— Begin Document segment —

As Reynolds found success, his anxiety was only amplified. Ever since he was a kid, he says he has used humor as a self-defense mechanism, and it’s something he’s carried forward through his career. While starring on ABC’s Two Guys, a Girl and a Pizza Place from 1998 to 2001, Reynolds would warm up the audience to redirect his panic or, as he describes it, “the energy of just wanting to throw up.”
Reynolds has alluded to his anxiety before, telling GQ in 2016 he had “a little bit of a nervous breakdown” after the success of Deadpool.
So, how does he overcome it?
Besides using humor as a shield (which you should know he’s quite good at if you follow him on social media), Reynolds has found some other helpful mechanisms. He reveals he uses the meditation app Headspace. As for coping with the grueling Deadpool 2 press circuit, Reynolds reveals he’s going to do most of his promotional interviews and appearances in character. When he walks onstage, he says he knows the anxiety will lift.
“When the curtain opens, I turn on this knucklehead, and he kind of takes over and goes away again once I walk off set,” Reynolds reveals. “That’s that great self-defense mechanism. I figure if you’re going to jump off a cliff, you might as well fly.”
There’s also the bonus of having a great partner. When talking about Lively, with whom he shares two kids, Reynolds exclaims, “She gets me a lot.”

— End Document segment —
— Begin Recorded data —

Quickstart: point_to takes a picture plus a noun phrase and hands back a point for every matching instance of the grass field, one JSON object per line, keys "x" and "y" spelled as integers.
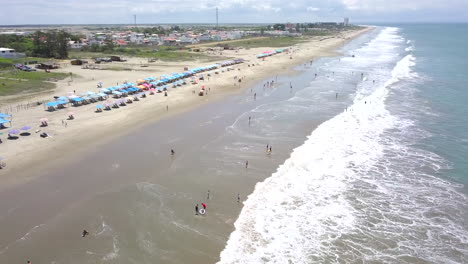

— End Recorded data —

Do the following statements agree with the passage on Reynolds's anxiety? Answer yes or no for each and quote the deciding words from the passage. (a) Reynolds starred on Two Guys, a Girl and a Pizza Place from 1998 to 2001. (b) Reynolds told GQ in 2016 that he had a nervous breakdown before Deadpool was released. (c) Reynolds plans to do most of his Deadpool 2 promotional interviews out of character.

(a) Yes: "While starring on ABC’s Two Guys, a Girl and a Pizza Place from 1998 to 2001"
(b) No: "a little bit of a nervous breakdown” after the success of Deadpool"
(c) No: "he’s going to do most of his promotional interviews and appearances in character"